§ **Prompt**
Find "of the shoulder" in the data, then restate the line it sits in and every later line word for word, ending with the last line.

------------------------

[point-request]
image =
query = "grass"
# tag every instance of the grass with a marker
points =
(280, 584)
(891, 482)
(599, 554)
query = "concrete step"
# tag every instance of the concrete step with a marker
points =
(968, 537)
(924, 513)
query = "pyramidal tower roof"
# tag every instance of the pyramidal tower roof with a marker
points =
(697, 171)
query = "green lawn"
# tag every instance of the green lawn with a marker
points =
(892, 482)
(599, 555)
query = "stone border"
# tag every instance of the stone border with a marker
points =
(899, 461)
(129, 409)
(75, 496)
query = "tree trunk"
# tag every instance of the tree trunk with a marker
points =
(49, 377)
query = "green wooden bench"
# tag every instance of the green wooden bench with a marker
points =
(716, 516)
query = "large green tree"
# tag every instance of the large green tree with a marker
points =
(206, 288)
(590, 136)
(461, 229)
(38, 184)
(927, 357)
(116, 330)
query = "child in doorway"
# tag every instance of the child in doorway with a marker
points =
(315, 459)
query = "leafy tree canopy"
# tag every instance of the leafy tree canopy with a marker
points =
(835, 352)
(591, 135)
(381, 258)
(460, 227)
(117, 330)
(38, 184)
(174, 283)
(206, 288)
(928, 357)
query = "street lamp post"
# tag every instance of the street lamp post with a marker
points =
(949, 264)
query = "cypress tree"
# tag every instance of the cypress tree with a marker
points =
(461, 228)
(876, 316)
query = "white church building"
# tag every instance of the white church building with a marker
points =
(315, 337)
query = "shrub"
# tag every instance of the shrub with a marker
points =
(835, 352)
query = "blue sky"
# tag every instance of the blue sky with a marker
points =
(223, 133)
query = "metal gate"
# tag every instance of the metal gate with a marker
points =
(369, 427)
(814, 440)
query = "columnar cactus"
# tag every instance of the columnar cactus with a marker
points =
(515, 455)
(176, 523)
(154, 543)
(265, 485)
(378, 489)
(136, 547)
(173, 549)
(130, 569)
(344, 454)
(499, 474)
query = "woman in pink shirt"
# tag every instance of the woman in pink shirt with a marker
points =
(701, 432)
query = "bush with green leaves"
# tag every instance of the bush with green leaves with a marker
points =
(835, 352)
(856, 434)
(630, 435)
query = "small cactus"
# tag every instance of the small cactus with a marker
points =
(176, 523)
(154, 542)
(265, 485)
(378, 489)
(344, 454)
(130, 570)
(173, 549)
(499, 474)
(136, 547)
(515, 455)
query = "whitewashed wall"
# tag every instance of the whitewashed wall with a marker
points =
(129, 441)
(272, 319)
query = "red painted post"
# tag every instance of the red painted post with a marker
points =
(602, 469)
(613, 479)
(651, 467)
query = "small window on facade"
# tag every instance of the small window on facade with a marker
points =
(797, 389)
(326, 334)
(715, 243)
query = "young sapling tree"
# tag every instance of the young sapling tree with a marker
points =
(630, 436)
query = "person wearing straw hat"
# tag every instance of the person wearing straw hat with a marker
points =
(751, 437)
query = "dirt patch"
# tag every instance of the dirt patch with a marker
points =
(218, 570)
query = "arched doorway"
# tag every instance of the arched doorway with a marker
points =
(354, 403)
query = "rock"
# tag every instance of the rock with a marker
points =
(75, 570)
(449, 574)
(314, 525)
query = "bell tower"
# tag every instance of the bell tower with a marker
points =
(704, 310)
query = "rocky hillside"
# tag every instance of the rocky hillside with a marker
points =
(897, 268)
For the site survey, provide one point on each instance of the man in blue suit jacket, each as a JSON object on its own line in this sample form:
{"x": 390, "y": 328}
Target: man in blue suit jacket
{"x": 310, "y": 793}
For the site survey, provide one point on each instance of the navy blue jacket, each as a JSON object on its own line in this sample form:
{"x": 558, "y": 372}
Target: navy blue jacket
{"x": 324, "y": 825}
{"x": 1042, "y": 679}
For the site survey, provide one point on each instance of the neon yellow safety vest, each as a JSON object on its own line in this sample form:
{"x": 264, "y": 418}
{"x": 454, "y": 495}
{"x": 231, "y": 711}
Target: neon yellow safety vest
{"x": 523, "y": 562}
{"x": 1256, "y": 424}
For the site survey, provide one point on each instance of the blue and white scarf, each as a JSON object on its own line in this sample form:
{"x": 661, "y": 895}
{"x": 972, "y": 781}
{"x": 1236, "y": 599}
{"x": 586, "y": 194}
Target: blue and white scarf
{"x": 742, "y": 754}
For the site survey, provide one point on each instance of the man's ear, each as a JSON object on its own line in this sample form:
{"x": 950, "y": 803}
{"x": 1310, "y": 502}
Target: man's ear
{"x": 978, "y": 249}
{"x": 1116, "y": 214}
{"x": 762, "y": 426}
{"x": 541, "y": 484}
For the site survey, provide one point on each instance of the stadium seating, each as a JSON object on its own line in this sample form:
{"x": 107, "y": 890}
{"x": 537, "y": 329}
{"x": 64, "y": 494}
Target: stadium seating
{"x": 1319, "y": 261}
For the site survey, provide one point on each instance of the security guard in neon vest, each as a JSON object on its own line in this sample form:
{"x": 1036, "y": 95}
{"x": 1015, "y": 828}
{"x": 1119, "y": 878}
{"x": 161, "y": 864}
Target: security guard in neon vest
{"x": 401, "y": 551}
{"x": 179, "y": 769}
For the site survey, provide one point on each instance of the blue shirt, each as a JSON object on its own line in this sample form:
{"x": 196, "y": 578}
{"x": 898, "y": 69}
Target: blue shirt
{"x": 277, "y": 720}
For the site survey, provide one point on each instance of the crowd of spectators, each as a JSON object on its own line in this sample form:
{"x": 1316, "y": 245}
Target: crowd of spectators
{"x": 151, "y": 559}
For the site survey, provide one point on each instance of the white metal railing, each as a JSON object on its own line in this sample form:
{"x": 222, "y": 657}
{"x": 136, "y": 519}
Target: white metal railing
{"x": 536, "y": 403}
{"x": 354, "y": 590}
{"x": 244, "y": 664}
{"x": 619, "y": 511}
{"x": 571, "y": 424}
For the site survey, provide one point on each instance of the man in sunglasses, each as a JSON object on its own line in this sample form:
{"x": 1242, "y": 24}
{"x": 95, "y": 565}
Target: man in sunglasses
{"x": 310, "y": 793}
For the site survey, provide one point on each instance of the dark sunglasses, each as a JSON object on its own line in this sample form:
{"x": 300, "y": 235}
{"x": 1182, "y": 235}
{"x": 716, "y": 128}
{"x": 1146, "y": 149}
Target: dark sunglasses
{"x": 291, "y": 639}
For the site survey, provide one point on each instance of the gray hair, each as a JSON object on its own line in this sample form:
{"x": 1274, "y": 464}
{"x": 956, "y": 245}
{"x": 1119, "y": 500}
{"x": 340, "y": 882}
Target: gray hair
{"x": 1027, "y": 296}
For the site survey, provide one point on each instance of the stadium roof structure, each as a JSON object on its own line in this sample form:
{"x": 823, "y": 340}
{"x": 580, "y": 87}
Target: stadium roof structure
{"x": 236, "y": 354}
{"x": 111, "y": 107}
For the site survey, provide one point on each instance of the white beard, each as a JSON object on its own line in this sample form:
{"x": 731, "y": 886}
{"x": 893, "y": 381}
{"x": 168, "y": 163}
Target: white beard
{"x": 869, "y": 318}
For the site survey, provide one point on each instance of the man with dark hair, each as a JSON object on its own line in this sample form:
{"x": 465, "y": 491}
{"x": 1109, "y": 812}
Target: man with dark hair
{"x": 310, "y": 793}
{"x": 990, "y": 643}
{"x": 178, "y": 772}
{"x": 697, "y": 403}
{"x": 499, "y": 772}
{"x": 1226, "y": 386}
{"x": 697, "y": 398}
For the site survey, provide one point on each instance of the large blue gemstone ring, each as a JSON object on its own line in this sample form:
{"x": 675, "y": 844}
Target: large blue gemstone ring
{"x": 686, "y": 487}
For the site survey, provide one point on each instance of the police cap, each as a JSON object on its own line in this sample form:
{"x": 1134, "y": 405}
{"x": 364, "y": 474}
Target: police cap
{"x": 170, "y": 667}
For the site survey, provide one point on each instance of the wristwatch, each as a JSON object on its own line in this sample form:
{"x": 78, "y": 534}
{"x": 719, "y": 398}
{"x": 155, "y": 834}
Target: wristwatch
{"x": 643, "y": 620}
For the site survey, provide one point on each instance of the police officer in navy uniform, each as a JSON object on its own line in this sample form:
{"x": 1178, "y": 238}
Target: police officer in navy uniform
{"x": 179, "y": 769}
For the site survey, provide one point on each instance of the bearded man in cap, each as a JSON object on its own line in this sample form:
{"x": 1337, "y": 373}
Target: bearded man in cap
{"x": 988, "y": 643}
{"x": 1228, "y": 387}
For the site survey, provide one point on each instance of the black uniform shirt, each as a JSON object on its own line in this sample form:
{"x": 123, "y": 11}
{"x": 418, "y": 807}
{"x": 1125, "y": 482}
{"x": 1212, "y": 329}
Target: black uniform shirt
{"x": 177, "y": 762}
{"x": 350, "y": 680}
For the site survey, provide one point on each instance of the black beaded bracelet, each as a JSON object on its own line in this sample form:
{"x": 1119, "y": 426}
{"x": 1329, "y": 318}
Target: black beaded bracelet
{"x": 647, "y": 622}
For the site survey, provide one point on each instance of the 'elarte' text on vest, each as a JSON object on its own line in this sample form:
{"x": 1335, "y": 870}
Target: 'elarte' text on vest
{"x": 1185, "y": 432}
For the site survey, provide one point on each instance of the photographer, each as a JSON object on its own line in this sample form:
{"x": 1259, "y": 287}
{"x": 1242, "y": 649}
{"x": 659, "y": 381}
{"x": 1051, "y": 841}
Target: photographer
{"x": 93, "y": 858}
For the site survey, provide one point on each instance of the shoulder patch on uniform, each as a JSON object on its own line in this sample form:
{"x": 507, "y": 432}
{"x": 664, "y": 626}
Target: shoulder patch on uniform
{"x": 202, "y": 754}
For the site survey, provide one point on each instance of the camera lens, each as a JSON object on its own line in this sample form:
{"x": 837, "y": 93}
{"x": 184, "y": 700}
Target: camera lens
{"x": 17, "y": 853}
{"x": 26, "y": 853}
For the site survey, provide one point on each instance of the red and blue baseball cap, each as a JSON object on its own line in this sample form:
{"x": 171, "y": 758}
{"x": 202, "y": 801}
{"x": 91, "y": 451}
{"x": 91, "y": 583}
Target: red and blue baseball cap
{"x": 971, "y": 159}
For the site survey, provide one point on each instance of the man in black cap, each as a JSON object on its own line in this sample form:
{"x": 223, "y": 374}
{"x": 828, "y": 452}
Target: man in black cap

------------------------

§ **Output for this exercise**
For the site survey, provide one point on each instance of the shoulder patch on uniform, each as a JSON object on its own line in this sample form:
{"x": 507, "y": 432}
{"x": 664, "y": 626}
Target: shoulder patch on uniform
{"x": 202, "y": 754}
For the site survey, provide one point on each instance of the camera lens, each as a JSON object on its own line in this sample form:
{"x": 837, "y": 93}
{"x": 184, "y": 700}
Target: camera lens
{"x": 17, "y": 853}
{"x": 26, "y": 853}
For the site survey, provide one point on each instance of the red and blue baseball cap, each as a JSON object on its own line in this sample form:
{"x": 171, "y": 758}
{"x": 202, "y": 801}
{"x": 91, "y": 451}
{"x": 91, "y": 583}
Target: red and blue baseball cap
{"x": 971, "y": 159}
For the site survey, provide one point on each instance of the man in black cap, each as a JSON object on its own line in this sample form:
{"x": 223, "y": 374}
{"x": 828, "y": 452}
Target: man in black cap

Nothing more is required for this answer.